TASK DIRECTIONS: Reproduce the passage of the article below on Texas executions and mental retardation that lies between "In 2004, a Texas" and "was mentally disabled.", inclusive.

READING TEXT:
..............................
That's the title of Renee Feltz must-read report in the newly redesigned Texas Observer. It's subtitled, "Despite a U.S. Supreme Court ban, Texas has continued to send mentally retarded criminals to death row. Will a Mexican immigrant's case correct this injustice?" Here's a brief excerpt from this in-depth report.
In 2002, six years after Daniel Plata landed on Death Row, the U.S. Supreme Court ruled in a case called Atkins v. Virginia that “executions of mentally retarded criminals are cruel and unusual.” Even though mentally disabled people can understand the difference between right and wrong, the court reasoned that they are less able to control impulsive behavior or learn from mistakes. The court supported its decision by pointing to bans on executing the mentally retarded in 17 states and in federal cases as “evolving standards of decency.”
Like most of the states that had already passed bans, the justices used a clinical definition to establish the level of mental retardation that would exempt Daryl Atkins, the Virginia defendant, from death: below-average intellectual abilities defined by an IQ score of 70 or below and “deficits in adaptive behavior” such as practical and social skills. Both of these limitations, the court ruled, had to be present before the age of 18.
But the court left it up to the states to choose their own definitions of mental retardation. Since 2002, eight more states have passed laws that use the clinical definition cited in Atkins. Texas is not one of them. With bipartisan support, the Texas Legislature passed a law in 2001 mandating a life sentence for mentally retarded people convicted of capital crimes. But Gov. Rick Perry vetoed the measure, agreeing with critics that it was a “backdoor attempt to ban the death penalty.” Bans on executing the mentally retarded have been floated in every legislative session since but have never again come up for a vote.
In 2004, a Texas death row inmate named Jose Briseño contended that he was mentally retarded and shouldn’t be executed for murdering a Dimmit County sheriff. In the absence of legislative guidelines, the Texas Court of Criminal Appeals wrote “temporary judicial guidelines” that have guided Texas courts ever since. In its Briseño decision, the court called clinical definitions of mental retardation, like those used by the U.S. Supreme Court, “exceedingly subjective.” Texas added its own set of additional criteria in the form of seven questions, including: “Did the commission of that offense require forethought, planning and complex execution of purpose?” If a defendant didn’t address these questions to the court’s satisfaction, he could be eligible for execution even if his test scores showed he was mentally disabled.
Most of Texas’ questions emphasize the events of a crime in deciding whether a defendant meets a legal definition of mental retardation. “I think much of that emphasis is inappropriate because it embodies the stereotype of mentally retarded people as unable to do anything,” says Sheri Lynn Johnson, a professor at Cornell Law School and co-director of its Death Penalty Project. In Texas, under the Briseño standard, if you’re capable of committing a murder, it’s difficult to establish that you’re also mentally retarded.
In other states, evidence of mental retardation is heard in pretrial hearings that decide whether a person is even eligible for a death sentence. In Texas, prosecutors have fought successfully to hold off evidence of mental retardation to the penalty phase of a trial, meaning that jurors consider it only after they have convicted a defendant of murder. Keith Hampton, legislative director of the Texas Criminal Defense Lawyers Association, says “the gamesmanship is this: I can make you hate this guy so much that you won’t care if he’s mentally retarded.”
Earlier reporting by Feltz on this topic is noted in this post. More on Atkins v. Virginia, the Supreme Court's 2002 ruling banning the execution of those with mental retardation, is via Oyez. Related posts are in the mental retardation category index.
Mental retardation is now generally referred to as a developmental disability. Because it has a specific meaning with respect to capital cases, we continue to use the older term.
..............................
INFORMATION GIVEN:
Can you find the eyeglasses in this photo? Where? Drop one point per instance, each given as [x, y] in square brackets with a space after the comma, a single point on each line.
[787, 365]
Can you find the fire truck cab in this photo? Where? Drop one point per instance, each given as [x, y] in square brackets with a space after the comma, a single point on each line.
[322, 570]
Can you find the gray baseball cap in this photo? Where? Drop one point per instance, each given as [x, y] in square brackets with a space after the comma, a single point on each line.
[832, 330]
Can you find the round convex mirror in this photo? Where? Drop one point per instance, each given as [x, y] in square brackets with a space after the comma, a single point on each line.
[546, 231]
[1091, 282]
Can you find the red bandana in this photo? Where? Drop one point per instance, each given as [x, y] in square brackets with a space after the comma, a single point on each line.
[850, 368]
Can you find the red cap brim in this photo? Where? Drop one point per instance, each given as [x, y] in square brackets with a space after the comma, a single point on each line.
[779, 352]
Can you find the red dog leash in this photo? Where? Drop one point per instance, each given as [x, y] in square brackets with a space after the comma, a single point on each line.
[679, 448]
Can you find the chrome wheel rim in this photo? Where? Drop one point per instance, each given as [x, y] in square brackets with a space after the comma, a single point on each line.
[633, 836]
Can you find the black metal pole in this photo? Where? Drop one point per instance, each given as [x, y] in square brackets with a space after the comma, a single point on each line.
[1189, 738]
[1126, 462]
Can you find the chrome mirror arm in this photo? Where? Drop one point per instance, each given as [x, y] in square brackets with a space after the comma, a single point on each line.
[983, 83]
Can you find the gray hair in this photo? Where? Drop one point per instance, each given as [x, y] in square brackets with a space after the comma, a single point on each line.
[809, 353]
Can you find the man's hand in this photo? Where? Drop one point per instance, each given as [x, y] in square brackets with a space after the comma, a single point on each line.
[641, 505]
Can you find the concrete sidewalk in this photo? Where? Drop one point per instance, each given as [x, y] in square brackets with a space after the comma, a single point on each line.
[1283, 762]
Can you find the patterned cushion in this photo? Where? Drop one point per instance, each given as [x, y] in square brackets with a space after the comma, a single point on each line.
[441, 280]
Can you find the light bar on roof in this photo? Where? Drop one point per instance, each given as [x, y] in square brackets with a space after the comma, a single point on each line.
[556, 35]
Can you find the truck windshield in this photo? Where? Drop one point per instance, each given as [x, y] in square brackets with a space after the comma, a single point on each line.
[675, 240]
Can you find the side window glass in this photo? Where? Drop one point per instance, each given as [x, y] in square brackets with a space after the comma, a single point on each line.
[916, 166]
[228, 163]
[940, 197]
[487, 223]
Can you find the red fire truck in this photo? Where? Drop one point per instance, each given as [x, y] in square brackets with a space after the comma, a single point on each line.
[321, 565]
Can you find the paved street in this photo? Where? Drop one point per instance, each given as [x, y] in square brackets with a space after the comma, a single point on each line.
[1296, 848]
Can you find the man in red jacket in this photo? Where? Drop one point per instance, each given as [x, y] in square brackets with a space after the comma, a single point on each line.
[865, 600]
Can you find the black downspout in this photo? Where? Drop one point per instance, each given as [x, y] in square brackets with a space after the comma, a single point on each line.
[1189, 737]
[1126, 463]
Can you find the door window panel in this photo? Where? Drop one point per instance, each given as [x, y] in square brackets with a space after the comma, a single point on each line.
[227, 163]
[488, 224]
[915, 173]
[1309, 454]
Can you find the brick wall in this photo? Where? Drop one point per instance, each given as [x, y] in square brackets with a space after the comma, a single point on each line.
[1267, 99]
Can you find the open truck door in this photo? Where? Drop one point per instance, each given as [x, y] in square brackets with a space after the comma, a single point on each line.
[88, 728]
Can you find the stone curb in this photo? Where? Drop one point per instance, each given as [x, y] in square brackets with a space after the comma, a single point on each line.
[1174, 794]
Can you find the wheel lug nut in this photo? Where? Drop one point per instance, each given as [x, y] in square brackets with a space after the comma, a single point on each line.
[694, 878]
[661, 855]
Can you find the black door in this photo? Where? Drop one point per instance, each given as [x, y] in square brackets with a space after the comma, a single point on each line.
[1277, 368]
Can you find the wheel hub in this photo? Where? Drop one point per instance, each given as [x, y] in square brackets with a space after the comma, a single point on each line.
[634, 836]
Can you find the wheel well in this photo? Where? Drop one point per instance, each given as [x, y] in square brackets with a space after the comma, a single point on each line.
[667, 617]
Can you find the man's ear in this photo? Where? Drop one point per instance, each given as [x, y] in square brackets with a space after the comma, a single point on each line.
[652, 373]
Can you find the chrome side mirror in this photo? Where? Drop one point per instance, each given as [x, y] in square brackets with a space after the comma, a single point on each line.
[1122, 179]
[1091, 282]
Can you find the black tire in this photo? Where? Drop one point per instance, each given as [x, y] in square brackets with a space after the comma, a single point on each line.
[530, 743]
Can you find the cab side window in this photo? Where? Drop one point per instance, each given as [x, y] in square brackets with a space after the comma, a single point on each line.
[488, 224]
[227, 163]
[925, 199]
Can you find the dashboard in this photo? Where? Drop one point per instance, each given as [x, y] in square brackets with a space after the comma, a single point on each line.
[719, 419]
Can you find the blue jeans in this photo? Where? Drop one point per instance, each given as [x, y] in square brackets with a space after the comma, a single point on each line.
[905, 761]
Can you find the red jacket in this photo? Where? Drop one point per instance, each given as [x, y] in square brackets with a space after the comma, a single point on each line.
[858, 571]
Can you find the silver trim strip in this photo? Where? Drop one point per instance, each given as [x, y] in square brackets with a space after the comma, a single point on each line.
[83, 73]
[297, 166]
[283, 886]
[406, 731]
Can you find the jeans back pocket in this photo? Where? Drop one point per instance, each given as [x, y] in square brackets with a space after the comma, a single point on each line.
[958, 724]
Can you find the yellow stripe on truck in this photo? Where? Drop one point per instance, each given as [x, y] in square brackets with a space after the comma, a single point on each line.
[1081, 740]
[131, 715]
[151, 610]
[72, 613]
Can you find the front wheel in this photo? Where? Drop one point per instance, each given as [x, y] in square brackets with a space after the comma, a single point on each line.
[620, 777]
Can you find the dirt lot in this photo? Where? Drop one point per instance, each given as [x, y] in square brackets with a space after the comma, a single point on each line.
..............................
ANSWER BOX:
In 2004, a Texas death row inmate named Jose Briseño contended that he was mentally retarded and shouldn’t be executed for murdering a Dimmit County sheriff. In the absence of legislative guidelines, the Texas Court of Criminal Appeals wrote “temporary judicial guidelines” that have guided Texas courts ever since. In its Briseño decision, the court called clinical definitions of mental retardation, like those used by the U.S. Supreme Court, “exceedingly subjective.” Texas added its own set of additional criteria in the form of seven questions, including: “Did the commission of that offense require forethought, planning and complex execution of purpose?” If a defendant didn’t address these questions to the court’s satisfaction, he could be eligible for execution even if his test scores showed he was mentally disabled.